Given records
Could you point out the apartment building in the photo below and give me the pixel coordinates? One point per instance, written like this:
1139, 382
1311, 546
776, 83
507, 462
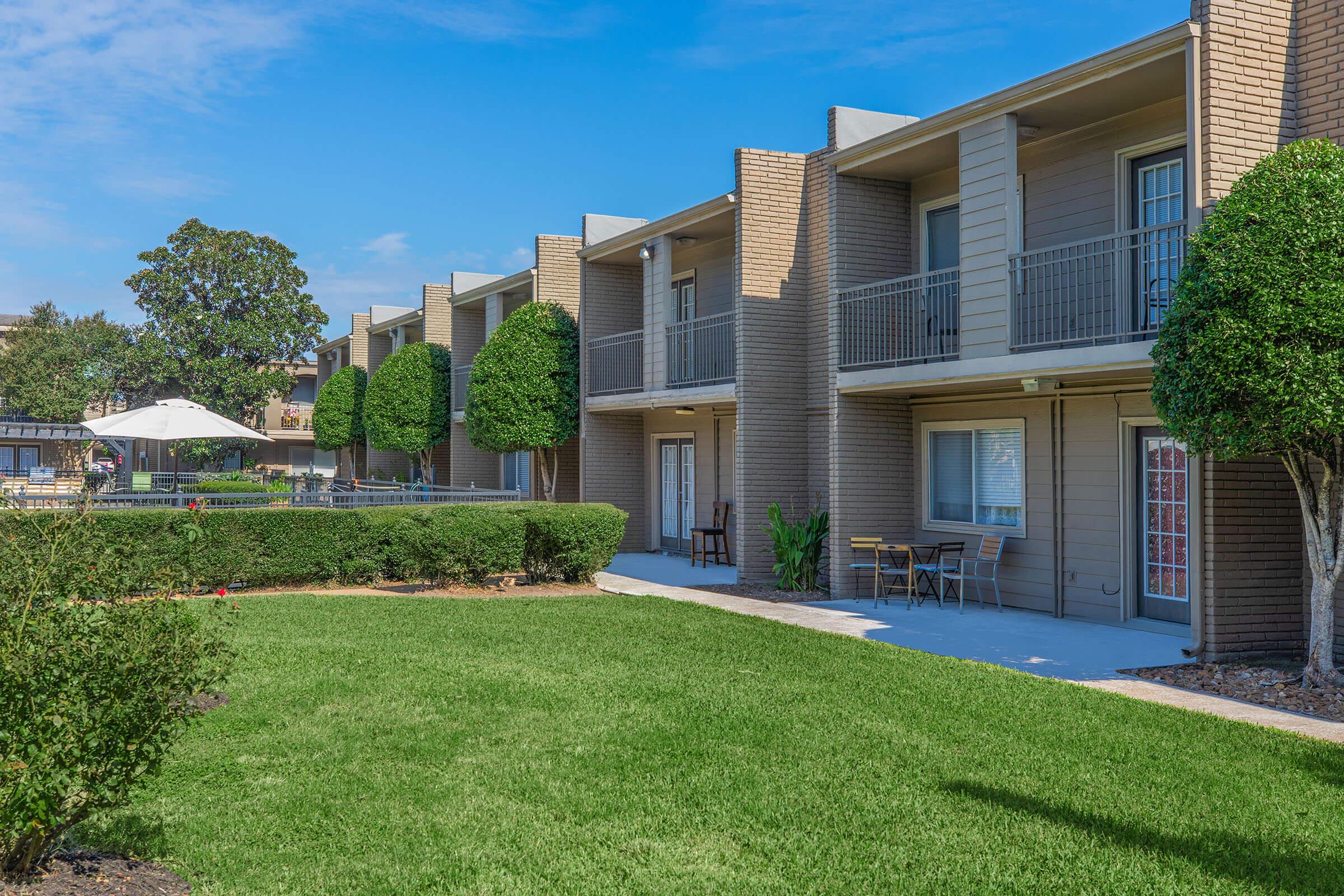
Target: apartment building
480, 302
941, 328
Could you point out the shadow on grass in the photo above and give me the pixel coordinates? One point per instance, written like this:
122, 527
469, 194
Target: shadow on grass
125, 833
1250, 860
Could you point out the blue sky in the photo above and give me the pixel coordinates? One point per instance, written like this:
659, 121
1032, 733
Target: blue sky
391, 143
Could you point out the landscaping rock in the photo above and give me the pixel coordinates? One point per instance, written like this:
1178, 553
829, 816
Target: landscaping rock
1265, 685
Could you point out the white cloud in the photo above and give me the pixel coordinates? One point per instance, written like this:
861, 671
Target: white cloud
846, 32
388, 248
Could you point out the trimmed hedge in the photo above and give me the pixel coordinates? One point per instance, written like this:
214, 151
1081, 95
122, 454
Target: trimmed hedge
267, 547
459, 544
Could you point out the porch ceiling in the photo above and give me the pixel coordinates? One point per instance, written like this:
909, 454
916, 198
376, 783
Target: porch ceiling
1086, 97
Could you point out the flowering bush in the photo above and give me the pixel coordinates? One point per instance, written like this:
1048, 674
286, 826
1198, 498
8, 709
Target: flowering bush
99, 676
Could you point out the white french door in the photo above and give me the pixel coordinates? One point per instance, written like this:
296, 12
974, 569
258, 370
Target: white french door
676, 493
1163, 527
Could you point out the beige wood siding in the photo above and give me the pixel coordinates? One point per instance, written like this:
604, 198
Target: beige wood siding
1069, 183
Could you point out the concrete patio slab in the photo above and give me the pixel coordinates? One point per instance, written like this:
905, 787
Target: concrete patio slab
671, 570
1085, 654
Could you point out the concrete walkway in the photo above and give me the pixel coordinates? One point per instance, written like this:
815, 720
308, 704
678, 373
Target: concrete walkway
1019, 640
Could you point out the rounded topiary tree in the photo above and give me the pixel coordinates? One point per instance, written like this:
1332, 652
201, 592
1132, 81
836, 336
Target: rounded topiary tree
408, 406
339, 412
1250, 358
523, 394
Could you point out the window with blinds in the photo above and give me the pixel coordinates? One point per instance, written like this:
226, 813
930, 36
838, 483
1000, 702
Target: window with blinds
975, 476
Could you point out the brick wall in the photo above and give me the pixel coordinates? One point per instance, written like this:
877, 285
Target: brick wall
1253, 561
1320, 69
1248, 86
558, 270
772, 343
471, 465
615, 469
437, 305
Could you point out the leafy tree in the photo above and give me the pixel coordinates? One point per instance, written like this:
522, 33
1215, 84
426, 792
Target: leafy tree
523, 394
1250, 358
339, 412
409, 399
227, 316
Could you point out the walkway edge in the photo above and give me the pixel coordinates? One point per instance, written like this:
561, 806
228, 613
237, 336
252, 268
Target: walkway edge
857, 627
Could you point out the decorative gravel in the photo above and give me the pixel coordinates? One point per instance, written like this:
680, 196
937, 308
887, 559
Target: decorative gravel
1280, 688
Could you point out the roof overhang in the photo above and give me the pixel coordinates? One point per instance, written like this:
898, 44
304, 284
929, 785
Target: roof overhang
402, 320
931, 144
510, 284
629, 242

Prompt
Quote, word for word, every line starting at the one that contains "Could you point out the beige" and ending with the final line of the entries.

Right answer
Could you point out the beige wood siding in the photo above and give me the pixel coordinates? One point per instance, written like this:
604, 198
Target: beige wood siding
1069, 183
Could you point out the concrete patio slab in the photo above and give me the pixel coordinates? One point per instance, written like this:
905, 787
Target: concrete patio slab
671, 570
1085, 654
Could you point out the concrete walkway in the photo above and give me the pixel coordinates? One point per instance, written like this:
815, 720
308, 704
678, 373
Target: concrete walkway
1019, 640
Could you point out the rounded topiary tree in the photo above and give me the pixel coordinates? One point per instance, written like this:
1332, 652
201, 592
1132, 81
836, 336
Target: rounded topiary tree
408, 406
339, 412
1250, 358
523, 394
Could you point out the window with blinds in the photo above and give me the pixel coordinates? One point per instance, written like this:
226, 813
930, 36
838, 483
1000, 702
Target: window with blinds
975, 476
Could you point out the brick wall in the photo above and give me the pixel coordinates? One point per instance, written like this:
877, 285
Target: brick wall
1253, 561
1320, 69
1248, 86
558, 270
772, 343
471, 465
615, 469
437, 305
Could you point out the leafy tree in the photo above and give me the pixel coordinates? One point per instance, written like this:
522, 33
1215, 84
426, 792
Target: leafy tree
523, 394
1250, 358
339, 412
409, 399
227, 316
Could you point out the walkway edge in the photo above and give me the pixel coordinates? One point per instance, written like this:
561, 806
228, 613
237, 336
252, 268
Target: walkway edge
857, 627
Could you point out the decorative gravel in the photo above and give me the pixel coordinates? One point per instance, written like this:
680, 196
937, 308
887, 559
Target: decorative gravel
1280, 688
Could you point out the roof overhang in the photo above and give me the pixel coordinates? One point per instance, written like this:
898, 44
304, 284
929, 785
Target: roof overhang
402, 320
931, 144
510, 284
629, 242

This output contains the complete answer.